## Input data
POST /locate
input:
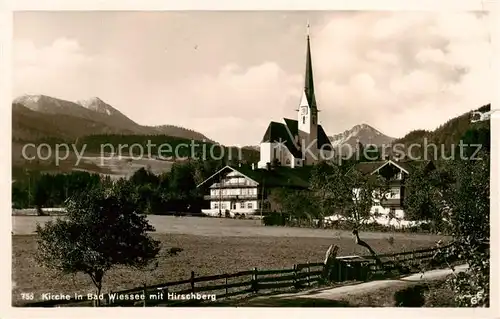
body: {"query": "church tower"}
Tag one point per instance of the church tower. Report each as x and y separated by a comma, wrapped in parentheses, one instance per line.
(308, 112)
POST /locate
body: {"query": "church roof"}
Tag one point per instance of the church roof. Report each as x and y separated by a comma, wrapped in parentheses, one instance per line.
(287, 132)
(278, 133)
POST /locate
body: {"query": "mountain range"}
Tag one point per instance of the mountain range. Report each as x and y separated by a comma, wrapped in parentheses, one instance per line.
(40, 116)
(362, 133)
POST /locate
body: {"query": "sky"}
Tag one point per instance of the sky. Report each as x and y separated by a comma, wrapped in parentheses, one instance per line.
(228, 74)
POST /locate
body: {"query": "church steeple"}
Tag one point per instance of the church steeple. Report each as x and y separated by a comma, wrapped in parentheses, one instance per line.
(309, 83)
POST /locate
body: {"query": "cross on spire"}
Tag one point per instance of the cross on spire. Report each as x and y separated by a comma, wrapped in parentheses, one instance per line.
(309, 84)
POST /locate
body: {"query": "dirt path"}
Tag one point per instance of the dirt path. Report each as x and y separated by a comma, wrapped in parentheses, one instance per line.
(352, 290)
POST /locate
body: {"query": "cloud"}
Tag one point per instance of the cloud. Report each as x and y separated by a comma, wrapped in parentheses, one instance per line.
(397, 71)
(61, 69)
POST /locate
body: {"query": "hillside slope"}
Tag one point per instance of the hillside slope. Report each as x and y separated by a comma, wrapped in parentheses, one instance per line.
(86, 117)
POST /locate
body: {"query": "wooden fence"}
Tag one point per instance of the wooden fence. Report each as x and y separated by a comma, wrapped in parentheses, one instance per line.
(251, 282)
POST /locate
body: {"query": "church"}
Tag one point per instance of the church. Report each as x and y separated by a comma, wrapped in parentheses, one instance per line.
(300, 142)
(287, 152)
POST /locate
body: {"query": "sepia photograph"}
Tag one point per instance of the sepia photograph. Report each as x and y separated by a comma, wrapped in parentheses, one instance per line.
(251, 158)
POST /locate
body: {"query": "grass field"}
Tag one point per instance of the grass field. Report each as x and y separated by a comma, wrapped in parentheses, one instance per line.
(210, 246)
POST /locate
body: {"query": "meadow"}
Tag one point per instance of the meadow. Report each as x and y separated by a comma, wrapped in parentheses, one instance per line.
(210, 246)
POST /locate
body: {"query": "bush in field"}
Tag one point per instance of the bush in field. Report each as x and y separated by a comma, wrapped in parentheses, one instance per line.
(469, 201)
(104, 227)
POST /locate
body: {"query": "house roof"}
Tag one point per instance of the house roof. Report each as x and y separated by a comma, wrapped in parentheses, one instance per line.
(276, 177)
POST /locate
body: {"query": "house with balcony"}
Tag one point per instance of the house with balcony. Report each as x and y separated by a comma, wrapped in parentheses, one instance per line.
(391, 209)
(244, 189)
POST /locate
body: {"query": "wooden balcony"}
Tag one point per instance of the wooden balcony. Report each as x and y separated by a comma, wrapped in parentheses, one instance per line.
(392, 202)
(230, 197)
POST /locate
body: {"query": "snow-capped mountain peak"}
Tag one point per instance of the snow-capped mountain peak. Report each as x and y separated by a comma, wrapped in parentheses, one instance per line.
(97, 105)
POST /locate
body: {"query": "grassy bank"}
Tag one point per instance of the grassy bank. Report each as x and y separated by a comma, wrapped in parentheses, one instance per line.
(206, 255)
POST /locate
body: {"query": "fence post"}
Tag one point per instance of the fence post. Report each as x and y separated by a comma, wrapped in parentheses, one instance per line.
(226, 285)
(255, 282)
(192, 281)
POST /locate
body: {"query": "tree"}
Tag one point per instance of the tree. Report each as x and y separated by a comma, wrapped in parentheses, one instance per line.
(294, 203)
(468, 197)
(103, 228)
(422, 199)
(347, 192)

## Exercise description
Since the copy must contain no pictures, return only the text of the records, exactly as it stands.

## Response for this exercise
POST /locate
input:
body: {"query": "church tower"}
Tag one point per instance of the church tower. Report each as x and y separated by a comma, wrapped in parentheses, one instance per line.
(308, 112)
POST /locate
body: {"query": "church roof"}
Tag one point per instance of the church roof. Report each as x and y separated by a comma, wrapped in parentheses, one instance per line.
(287, 132)
(278, 133)
POST /locate
body: {"query": "mountain range"}
Tag one point per instance of the mountain range. Report each as x and y separated by a comma, wrapped in parentheses, one instance per line.
(40, 116)
(362, 133)
POST /locate
body: {"query": "sky"}
Tag one point per instance of the sky. Report each as x and y separated by a comma, wrapped in parentheses, one instance per line.
(228, 74)
POST /locate
body: {"query": "church steeple"}
Tag one point per instance of the church steeple. Report each as x and y separated by a comma, wrapped in parentheses, one instance per line.
(309, 83)
POST /locate
body: {"query": "cross on spire"}
Tag one point per instance of the cross on spire. Report each as x and y separated by a comma, wrapped in parentheses, one instance per line.
(309, 84)
POST /locate
body: {"query": "dirt path"}
Tag one point per instance of the dirt path. Report each as x and y separated by a comma, wrapped in parentheses, one instance per line.
(352, 290)
POST /locate
body: {"query": "cloud"}
Tag one point per instance of the cloud. Report each as x and y separated by a comma, wrapped in parentheses, one instance per line.
(397, 71)
(61, 69)
POST /locate
body: {"query": "hillside slope"}
Tag one point per instance of the hillside slope. Report each as x and y separated by a comma, wrapped in parentheses, one instance per line.
(86, 117)
POST /locate
body: {"query": "wooden fence"}
Tag one point per instance of the wooden fence. Report each as x and y separated by a comma, wrapped in parentheses, one instance per line.
(251, 282)
POST /locate
body: {"query": "church"}
Tag one point per instance of the church. Report each as x and y separated by a comma, wrapped in parentheses, one instance per line.
(300, 142)
(287, 152)
POST /locate
body: {"query": "sepia photograph"}
Tag one point per instance of the sepia photograph. Report each as x and y separated by a comma, wrapped in parentheses, one instance per line.
(251, 158)
POST /locate
body: {"query": "grass field"}
Tag one point per instance of the grass field. Report each as x and y separated by a comma, wrapped in parentheses, one instance per line.
(210, 246)
POST /locate
body: {"query": "meadow"}
Tag one point per instance of the meadow. Report each as x and y separated by a comma, wrapped in parentheses, one instance per line.
(210, 246)
POST /locate
body: {"query": "bush in field"}
Tag one point per instance of the bush in field. Report each as x and y separated by a comma, wrapped in parentheses, one instance per line.
(469, 201)
(104, 227)
POST /locate
body: {"query": "house roof"}
Tag one point per instance of the house roof. Report each as x and y separated by a comma, wrapped in parentheses, one instance per line.
(276, 177)
POST /locate
body: {"query": "house with balcony"}
Tag one point per instance of the house with balcony. Report each as x and y separated by a comma, wrapped in parentheses, one instance per line.
(391, 209)
(244, 189)
POST /locate
body: {"query": "wooden balcony"}
Tag one point per instance of the wooden balcony. Report each as x and y separated by a comma, wrapped in parentheses, one instance per line.
(392, 202)
(230, 197)
POST /locate
body: {"query": "snow-capped mountain peak"}
Tag one point per instance of the snow-capped mountain peak. Report each as x and y separated by a comma, wrapped in parentheses, one instance per line.
(97, 105)
POST /locate
body: {"query": "grassy bank"}
Tag one point per instance of the grassy bank. Report each as x and y separated by a comma, wrapped in parentheses, one instance per line.
(206, 255)
POST /locate
body: {"query": "fence post"}
Tag one point per instance of the fence post. Report each as x and y separated by a comma, wrapped in parentheses, one instance per line.
(226, 285)
(255, 282)
(192, 281)
POST /locate
body: {"query": "tree"}
Tag one point per instance of the tree. Report each as x and y separated by a comma, wrapped in parentheses, one instance per line.
(294, 203)
(468, 197)
(103, 228)
(422, 199)
(347, 192)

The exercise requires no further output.